- **Required work**: Copy the stretch of the records from the line containing "pier in the photo above." through the line containing "light in the photo above.", swapping "concrete pier" for "stone pier" and leaving everything else the same.

- **Exercise inputs**:
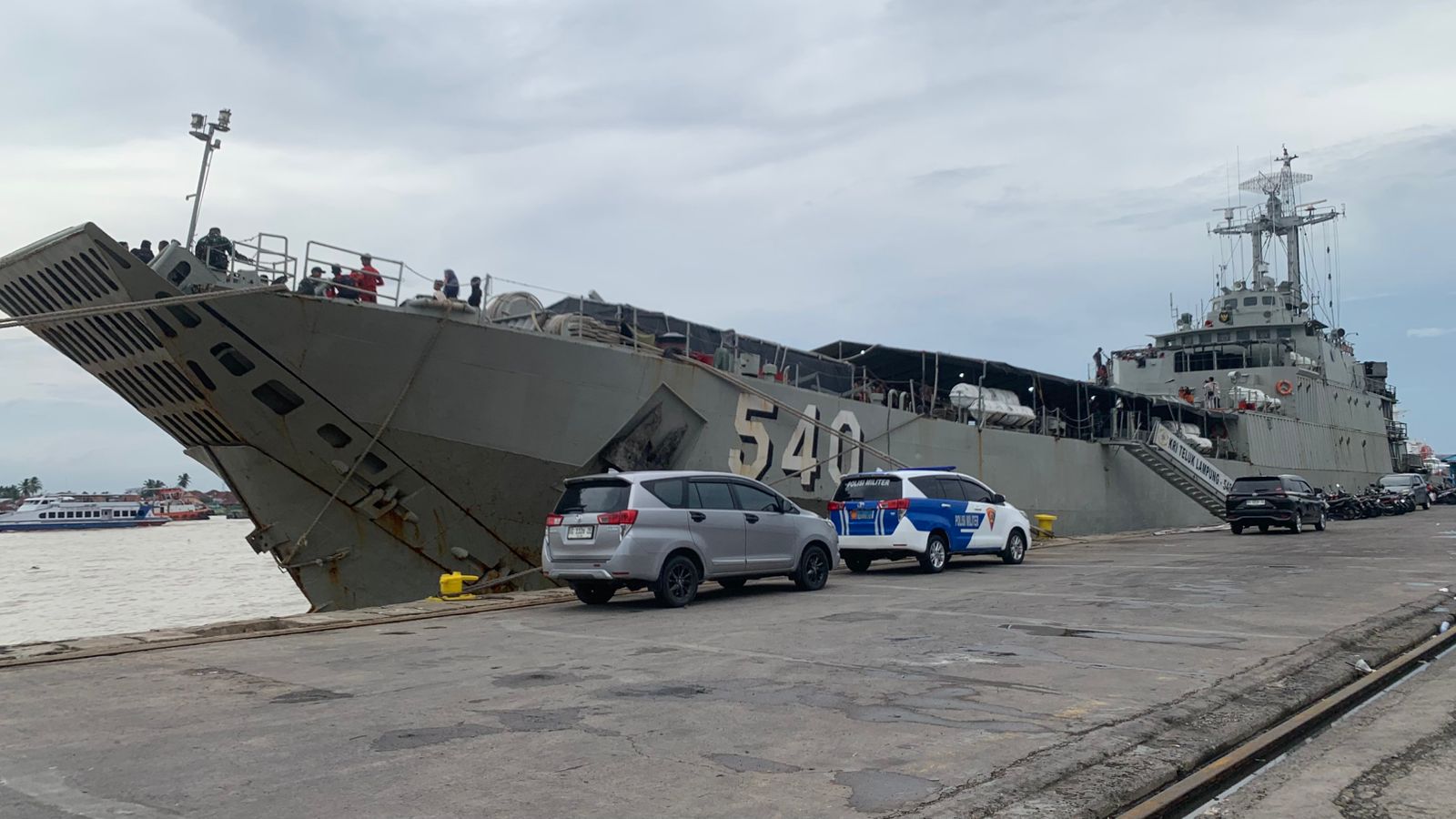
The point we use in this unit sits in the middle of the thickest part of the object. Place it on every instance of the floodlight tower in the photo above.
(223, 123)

...

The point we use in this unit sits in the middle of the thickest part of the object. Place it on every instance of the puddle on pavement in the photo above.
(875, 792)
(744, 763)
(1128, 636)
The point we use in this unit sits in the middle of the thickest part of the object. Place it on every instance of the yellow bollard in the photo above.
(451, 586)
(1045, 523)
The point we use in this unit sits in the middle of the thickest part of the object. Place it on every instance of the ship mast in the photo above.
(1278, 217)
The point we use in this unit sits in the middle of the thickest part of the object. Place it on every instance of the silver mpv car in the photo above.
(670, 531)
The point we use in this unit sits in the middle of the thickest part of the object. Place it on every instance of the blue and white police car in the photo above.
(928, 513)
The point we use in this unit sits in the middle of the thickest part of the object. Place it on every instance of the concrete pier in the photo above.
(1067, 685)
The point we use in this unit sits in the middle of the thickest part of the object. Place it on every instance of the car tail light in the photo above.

- **Response to this task**:
The point we use in this unit sits in the middle of the thickest part of the object. Place it on every instance of the stone pier in the photo above.
(1067, 685)
The point we use in this unit sits in the middle of the thickest part of the object. Place it on every instance of the car tail light in the photo above.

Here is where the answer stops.